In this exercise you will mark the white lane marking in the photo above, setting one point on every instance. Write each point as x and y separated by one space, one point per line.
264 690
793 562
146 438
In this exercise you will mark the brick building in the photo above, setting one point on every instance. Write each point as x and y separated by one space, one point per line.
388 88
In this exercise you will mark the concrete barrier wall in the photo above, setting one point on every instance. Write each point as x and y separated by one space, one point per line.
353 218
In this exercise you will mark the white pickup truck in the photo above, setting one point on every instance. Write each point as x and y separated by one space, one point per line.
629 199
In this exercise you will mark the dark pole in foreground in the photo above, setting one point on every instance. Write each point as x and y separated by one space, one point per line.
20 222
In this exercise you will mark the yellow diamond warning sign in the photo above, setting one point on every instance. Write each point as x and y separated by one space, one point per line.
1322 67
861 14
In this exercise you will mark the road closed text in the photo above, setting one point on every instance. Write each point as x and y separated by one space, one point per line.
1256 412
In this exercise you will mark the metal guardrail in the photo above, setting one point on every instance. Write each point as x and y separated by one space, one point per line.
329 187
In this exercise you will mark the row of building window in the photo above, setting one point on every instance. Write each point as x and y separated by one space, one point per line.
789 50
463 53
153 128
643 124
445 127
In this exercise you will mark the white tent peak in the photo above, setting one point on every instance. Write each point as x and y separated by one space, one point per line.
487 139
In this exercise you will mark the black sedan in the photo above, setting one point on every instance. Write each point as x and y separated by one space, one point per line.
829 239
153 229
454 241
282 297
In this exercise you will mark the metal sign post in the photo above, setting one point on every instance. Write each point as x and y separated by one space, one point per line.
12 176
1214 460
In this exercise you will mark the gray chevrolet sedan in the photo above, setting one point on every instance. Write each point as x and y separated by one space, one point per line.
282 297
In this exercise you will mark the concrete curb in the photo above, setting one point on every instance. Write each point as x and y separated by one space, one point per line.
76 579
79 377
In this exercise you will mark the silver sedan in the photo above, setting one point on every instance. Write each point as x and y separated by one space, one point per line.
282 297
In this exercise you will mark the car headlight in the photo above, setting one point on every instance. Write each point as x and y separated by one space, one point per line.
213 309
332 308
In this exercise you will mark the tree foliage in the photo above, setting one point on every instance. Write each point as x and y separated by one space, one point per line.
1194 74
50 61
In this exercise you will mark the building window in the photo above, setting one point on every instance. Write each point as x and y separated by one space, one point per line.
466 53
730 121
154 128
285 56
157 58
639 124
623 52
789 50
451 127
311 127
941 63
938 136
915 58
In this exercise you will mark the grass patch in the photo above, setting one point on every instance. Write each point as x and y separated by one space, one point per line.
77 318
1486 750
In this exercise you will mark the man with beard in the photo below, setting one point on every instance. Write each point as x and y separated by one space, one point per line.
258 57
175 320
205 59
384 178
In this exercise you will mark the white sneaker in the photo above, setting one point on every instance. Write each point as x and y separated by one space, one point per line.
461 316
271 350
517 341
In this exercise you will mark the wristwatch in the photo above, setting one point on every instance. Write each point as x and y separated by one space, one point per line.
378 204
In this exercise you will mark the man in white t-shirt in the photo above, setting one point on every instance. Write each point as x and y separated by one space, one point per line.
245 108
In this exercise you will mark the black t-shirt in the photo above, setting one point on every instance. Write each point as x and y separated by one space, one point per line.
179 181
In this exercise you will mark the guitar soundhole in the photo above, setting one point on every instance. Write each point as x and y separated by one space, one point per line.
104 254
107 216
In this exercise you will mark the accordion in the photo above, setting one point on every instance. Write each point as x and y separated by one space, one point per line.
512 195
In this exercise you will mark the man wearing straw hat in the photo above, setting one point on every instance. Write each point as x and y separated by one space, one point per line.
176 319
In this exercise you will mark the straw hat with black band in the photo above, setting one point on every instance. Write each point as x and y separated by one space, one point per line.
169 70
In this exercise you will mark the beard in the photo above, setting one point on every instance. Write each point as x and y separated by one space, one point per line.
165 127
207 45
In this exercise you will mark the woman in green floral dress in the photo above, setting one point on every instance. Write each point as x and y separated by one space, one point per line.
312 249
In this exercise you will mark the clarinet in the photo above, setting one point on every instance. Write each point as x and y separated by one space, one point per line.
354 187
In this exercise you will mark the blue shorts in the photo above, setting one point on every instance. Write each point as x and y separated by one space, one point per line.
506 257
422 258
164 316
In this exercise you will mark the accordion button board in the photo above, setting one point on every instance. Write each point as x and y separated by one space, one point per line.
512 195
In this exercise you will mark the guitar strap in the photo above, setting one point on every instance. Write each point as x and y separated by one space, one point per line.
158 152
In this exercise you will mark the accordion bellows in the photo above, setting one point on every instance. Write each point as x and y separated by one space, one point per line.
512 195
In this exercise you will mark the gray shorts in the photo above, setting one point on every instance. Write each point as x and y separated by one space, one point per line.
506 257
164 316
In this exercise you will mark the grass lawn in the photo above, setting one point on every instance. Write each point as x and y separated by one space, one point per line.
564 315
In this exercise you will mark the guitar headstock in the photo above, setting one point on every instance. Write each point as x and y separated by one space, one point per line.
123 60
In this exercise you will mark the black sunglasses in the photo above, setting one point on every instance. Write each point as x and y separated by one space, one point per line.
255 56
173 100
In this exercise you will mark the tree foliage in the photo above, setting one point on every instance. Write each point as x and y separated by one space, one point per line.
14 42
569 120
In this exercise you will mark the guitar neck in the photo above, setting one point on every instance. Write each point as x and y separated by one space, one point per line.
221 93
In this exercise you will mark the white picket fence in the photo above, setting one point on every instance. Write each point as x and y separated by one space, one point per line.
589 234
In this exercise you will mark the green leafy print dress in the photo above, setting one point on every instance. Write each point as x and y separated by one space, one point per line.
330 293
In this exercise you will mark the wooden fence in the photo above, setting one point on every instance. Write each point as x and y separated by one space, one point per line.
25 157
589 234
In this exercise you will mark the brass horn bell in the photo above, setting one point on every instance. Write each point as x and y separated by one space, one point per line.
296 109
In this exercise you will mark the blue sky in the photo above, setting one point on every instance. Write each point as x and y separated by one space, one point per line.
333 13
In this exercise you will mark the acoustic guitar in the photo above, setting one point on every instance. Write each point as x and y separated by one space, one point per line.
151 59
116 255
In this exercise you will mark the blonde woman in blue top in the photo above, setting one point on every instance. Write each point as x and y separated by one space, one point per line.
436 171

——

TO DO:
Everything from the line containing "In this exercise you will mark the blue sky" to the last line of the entries above should be quoted exactly, and only that.

CORRECT ANSWER:
In this exercise you will mark the blue sky in the photo above, setting one point on every instance. Write each point as x and y separated by one space, one point per line.
333 13
In this exercise you will mark the acoustic guitar in the photo above, setting one point on every instance. Write each point as x and y separated by one space, one point per line.
151 59
116 255
In this exercise you will mark the blonde woman in blue top in the photo above, setting one point on every instance. Write each point as x and y separated by one space, one point per line.
436 171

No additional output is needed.